--- BEGIN ---
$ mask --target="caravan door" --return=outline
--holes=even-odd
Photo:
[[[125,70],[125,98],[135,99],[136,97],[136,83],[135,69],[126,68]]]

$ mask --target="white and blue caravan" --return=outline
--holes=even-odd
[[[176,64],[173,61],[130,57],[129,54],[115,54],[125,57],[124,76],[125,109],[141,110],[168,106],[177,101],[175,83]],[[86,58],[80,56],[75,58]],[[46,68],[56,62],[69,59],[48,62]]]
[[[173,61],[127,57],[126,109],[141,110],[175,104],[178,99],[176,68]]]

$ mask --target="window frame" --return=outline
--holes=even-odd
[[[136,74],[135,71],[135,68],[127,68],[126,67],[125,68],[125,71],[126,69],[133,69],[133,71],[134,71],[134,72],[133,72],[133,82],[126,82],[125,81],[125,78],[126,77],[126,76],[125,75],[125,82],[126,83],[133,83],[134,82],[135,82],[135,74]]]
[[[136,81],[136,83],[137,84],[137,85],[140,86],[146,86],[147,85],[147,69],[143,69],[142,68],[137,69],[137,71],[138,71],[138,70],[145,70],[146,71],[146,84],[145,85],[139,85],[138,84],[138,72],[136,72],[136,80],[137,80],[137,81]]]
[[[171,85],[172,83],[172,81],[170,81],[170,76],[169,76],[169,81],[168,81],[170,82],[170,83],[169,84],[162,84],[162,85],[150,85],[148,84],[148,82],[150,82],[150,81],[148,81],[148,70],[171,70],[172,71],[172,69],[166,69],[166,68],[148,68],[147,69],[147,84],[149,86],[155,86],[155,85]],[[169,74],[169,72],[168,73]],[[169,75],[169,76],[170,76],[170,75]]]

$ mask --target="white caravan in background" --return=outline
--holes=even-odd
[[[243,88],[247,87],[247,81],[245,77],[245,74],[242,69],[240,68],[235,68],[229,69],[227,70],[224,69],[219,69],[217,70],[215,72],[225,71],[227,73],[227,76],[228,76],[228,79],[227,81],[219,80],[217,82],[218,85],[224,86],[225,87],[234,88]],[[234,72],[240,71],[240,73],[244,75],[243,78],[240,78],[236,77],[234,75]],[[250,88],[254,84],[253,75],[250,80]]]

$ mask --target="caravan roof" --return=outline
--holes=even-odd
--- END ---
Write the material out exactly, with nothing left out.

$ mask --target="caravan door" --return=outline
--holes=even-odd
Photo:
[[[125,70],[125,98],[135,99],[136,97],[136,83],[135,69],[126,68]]]

$ mask --target="white and blue caravan" --return=outline
--holes=even-odd
[[[176,64],[173,61],[130,57],[129,54],[115,54],[125,57],[124,76],[125,109],[141,110],[168,106],[177,101],[175,83]],[[86,58],[80,56],[75,58]],[[46,68],[56,62],[69,59],[48,62]]]
[[[173,61],[127,57],[126,109],[141,110],[175,104],[178,99],[176,68]]]

$ mask --target="window frame" --return=outline
--holes=even-odd
[[[136,74],[135,71],[135,68],[127,68],[126,67],[125,68],[125,71],[126,69],[133,69],[133,71],[134,71],[134,72],[133,72],[133,82],[126,82],[125,81],[125,78],[126,77],[126,76],[125,75],[125,82],[126,83],[133,83],[134,82],[135,82],[135,74]]]
[[[136,81],[136,83],[137,84],[137,85],[140,86],[146,86],[147,85],[147,69],[143,69],[142,68],[137,69],[137,71],[138,71],[138,70],[145,70],[146,71],[146,84],[145,85],[139,85],[138,84],[138,72],[136,72],[136,80],[137,80],[137,81]]]
[[[171,85],[172,83],[172,81],[170,81],[170,76],[169,76],[169,81],[168,81],[170,82],[170,83],[169,84],[162,84],[162,85],[150,85],[148,84],[148,82],[150,82],[150,81],[148,81],[148,70],[171,70],[172,71],[172,69],[166,69],[166,68],[148,68],[147,69],[147,84],[149,86],[155,86],[155,85]],[[169,74],[169,72],[168,73]],[[169,75],[169,76],[170,76],[170,75]]]

$ mask --target="white caravan in background" --return=outline
--holes=even-odd
[[[243,88],[247,87],[247,81],[245,77],[245,74],[242,69],[240,68],[235,68],[229,69],[227,70],[224,69],[219,69],[217,70],[215,72],[225,71],[227,73],[227,76],[228,76],[228,79],[227,81],[219,80],[217,82],[218,85],[224,86],[225,87],[234,88]],[[234,72],[240,71],[240,73],[244,75],[243,78],[240,78],[236,77],[234,75]],[[250,88],[254,84],[253,75],[250,80]]]

$ mask --target="caravan roof" --return=outline
--holes=even-odd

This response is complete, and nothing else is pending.